● WORK INSTRUCTION
Continue the passage on the North East Asian Women's Peace Conference, picking up after its last sentence.

The Forth World Conference on Women, Beijing in 1995 adopted a declaration and platform of action. It states that "access and full participation of women in power structures and their full involvement in all efforts for the prevention and resolution of conflicts is essential for the maintenance and promotion of peace and security."

Sustainable peace cannot be achieved with out the participation of women. The full participation of women in the peacemaking process will give more opportunities to participate in the decision-making process, leadership and education. By using women’s talents in the peace making process, women will become a stronger leading group. This North East Asian Women’s Peace Conference and the meeting of the six nations to discuss the denuclearization of the Korean Peninsula, a peace structure and East Asian Peace will be a historical event that will realize the spirit of UN Security Council Statement 1325.

 

(3) This North East Asian Women’s Peace Conference must take the feminist perspective that women need to strengthen their role as mediators and peace makers.

This can be realized through the mutual understanding and communication among the groups participating in the North East Asian Women’s Peace Conference.

(Data excerpts)

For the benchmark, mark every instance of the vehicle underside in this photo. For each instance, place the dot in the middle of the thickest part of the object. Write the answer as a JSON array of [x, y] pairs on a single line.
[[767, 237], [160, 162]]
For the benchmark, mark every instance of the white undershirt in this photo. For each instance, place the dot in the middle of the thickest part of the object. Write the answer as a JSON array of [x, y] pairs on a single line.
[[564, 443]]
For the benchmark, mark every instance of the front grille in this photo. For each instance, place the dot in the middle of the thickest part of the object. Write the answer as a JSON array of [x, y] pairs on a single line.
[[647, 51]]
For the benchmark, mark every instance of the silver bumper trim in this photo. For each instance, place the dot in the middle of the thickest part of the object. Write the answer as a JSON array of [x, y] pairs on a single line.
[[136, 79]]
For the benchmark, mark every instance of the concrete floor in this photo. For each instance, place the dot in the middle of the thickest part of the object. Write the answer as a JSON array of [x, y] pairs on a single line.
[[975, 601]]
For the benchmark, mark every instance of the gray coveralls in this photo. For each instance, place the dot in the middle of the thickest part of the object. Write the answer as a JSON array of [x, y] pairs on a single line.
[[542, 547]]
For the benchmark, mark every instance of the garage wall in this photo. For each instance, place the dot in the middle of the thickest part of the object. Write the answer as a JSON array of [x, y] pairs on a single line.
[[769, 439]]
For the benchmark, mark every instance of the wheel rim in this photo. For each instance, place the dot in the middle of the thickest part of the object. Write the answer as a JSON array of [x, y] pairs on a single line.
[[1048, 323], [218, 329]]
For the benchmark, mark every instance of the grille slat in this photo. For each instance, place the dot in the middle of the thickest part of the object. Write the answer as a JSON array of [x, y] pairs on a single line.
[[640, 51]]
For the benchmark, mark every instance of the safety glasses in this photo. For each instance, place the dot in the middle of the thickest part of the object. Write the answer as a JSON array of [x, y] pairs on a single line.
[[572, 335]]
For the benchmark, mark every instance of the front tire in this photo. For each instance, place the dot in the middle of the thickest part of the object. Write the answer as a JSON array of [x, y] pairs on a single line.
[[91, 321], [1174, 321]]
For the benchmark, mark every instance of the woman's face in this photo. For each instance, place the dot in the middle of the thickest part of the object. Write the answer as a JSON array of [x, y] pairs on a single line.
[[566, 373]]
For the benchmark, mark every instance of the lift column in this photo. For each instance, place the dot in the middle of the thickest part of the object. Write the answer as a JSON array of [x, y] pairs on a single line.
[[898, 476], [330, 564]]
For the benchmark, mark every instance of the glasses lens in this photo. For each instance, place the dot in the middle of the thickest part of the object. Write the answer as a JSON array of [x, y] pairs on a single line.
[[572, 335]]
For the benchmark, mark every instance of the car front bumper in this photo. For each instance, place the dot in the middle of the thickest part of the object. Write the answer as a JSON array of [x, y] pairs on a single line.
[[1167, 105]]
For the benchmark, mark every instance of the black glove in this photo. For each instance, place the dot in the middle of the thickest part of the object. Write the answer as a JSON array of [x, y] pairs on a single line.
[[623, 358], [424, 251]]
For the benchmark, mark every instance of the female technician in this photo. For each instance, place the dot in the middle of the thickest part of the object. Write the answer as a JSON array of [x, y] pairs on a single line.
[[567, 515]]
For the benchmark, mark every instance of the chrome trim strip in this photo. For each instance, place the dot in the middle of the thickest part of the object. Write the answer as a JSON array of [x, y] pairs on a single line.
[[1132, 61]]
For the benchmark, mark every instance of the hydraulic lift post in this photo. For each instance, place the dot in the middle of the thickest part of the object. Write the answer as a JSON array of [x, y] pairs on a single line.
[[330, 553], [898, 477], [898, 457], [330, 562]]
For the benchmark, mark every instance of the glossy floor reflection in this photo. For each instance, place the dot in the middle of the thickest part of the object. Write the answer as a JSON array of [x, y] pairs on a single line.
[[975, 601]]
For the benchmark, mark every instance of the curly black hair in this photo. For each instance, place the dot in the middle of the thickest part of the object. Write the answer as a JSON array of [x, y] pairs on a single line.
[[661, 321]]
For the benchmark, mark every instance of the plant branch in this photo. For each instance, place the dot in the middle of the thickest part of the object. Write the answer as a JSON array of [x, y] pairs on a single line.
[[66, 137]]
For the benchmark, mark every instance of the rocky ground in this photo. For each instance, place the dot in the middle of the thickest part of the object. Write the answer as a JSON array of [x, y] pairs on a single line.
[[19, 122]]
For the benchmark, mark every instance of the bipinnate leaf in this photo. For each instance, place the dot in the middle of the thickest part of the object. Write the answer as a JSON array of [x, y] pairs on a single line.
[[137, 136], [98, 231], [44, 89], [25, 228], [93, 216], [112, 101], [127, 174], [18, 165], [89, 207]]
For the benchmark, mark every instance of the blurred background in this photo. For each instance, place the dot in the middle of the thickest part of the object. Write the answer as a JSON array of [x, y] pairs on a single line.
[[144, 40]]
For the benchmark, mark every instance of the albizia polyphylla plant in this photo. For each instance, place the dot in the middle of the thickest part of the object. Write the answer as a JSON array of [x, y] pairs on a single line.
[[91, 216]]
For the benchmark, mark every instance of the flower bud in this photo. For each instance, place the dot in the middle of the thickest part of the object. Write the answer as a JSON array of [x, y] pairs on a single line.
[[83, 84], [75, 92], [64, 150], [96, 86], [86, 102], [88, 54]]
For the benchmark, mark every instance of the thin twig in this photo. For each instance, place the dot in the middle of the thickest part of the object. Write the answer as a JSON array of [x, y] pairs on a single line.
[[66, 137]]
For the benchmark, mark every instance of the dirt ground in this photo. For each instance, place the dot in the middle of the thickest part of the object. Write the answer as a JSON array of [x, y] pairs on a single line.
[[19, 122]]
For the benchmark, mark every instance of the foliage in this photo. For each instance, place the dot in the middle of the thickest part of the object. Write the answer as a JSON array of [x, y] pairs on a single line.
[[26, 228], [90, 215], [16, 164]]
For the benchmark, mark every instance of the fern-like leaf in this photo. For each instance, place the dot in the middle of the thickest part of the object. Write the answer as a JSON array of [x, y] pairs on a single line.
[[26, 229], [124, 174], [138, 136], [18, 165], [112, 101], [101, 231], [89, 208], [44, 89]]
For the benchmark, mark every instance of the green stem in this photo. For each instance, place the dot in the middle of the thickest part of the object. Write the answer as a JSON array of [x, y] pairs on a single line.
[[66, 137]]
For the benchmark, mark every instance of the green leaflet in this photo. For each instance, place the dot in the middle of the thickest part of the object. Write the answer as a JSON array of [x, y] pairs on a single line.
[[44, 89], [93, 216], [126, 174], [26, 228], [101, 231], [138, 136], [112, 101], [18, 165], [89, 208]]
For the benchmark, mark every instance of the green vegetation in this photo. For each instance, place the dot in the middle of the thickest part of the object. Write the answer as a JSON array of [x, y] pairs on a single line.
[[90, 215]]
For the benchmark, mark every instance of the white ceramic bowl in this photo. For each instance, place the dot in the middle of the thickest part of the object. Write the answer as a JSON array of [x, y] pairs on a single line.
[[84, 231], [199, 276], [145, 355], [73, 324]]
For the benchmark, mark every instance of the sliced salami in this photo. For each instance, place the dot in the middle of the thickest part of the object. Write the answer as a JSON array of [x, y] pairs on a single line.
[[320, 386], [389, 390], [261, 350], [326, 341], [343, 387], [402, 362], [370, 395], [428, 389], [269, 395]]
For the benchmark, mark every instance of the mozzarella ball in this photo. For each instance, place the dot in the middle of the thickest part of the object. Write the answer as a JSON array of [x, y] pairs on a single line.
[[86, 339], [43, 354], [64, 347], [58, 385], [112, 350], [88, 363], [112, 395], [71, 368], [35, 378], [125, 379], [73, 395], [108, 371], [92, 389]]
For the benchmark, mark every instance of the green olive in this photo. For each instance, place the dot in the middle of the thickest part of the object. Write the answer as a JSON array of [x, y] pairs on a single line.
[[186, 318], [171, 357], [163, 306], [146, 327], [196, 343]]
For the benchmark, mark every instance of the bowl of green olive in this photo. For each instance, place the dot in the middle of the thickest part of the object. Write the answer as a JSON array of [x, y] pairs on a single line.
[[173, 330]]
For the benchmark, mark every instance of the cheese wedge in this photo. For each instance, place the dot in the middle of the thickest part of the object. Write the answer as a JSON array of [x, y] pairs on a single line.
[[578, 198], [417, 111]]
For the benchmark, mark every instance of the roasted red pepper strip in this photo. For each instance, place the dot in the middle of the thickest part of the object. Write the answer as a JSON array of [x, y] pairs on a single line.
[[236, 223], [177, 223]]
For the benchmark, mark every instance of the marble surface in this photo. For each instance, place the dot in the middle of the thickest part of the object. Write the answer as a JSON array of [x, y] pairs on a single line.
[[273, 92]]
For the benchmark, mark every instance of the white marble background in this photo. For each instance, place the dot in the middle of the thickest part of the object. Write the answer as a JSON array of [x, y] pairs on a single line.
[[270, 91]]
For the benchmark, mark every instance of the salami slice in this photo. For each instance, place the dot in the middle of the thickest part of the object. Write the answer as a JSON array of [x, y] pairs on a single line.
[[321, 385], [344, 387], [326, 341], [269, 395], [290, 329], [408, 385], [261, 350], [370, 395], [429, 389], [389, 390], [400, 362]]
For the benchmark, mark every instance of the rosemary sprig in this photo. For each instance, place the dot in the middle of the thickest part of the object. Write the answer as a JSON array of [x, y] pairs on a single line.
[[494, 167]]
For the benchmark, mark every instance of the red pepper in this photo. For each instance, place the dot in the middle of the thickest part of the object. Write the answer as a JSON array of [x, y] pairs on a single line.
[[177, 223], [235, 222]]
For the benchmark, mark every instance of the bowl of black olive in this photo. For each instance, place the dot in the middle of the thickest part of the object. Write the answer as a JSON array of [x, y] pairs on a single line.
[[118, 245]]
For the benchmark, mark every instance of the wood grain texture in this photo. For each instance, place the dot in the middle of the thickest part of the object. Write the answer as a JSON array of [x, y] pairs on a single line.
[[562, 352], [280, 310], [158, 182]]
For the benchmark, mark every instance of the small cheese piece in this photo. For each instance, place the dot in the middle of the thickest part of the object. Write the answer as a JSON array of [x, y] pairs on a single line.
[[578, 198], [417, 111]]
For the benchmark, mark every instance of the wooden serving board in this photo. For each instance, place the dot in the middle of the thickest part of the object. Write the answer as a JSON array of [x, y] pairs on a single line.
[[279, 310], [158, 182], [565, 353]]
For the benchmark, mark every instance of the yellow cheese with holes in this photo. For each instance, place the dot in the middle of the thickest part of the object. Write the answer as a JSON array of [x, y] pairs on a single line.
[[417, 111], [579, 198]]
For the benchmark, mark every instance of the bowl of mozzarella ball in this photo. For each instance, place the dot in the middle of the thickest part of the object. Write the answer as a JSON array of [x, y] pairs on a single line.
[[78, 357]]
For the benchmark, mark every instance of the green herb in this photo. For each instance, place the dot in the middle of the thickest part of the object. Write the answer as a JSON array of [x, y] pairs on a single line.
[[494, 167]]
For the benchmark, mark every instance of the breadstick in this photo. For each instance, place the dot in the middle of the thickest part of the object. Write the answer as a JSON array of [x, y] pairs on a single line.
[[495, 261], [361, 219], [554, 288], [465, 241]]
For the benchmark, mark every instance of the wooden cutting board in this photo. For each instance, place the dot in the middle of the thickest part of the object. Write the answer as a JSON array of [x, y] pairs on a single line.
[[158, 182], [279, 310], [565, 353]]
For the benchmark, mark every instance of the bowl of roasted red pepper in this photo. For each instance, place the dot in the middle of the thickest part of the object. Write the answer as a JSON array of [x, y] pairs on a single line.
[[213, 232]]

● ANSWER TO THIS PROBLEM
The realization of the peace on the Korean Peninsula and in North East Asia, will be possible if all the women in this region speak out loud in one voice and action. Women and men have very different experiences with peace and violence. Therefore women have move sensitivity, insight and wisdom with regard to peace making. The Council needs to discuss the common agendas of women. It should make demands to the six-party talks and take continuing actions to realize our demands.

This Council should also have a long-term objective. The women of the participating nations should learn to overcome conflict in non-violent ways, expand the peace areas, make a vision of peace and reconciliation of hostile countries, and find ways of implementing the vision of peace. Women can no longer remain as victims of war. Women should stand independently, form a new partnership of the peace of North East Asia, spread the culture of coexistence and peace, discuss women’s role in bringing about ‘Common house of North East Asia-North East Asian Peace Structure’. This process will be a long process that will need to change itself continuously. Through this process a new culture and methods of solidarity will be born.

 

(4). Method of Solidarity

The groups and individuals participating in the conference may have very different ideas about how to bring peace to this region. The proposal here is a rough sketch for our discussion.

 

1) Through this meeting the women’s peace network should continue and should meet regularly. The network should be continued and strengthened.

 

2) It was very difficult to contact each country when preparing for this conference. We should discuss having a organizing committee in each participating country.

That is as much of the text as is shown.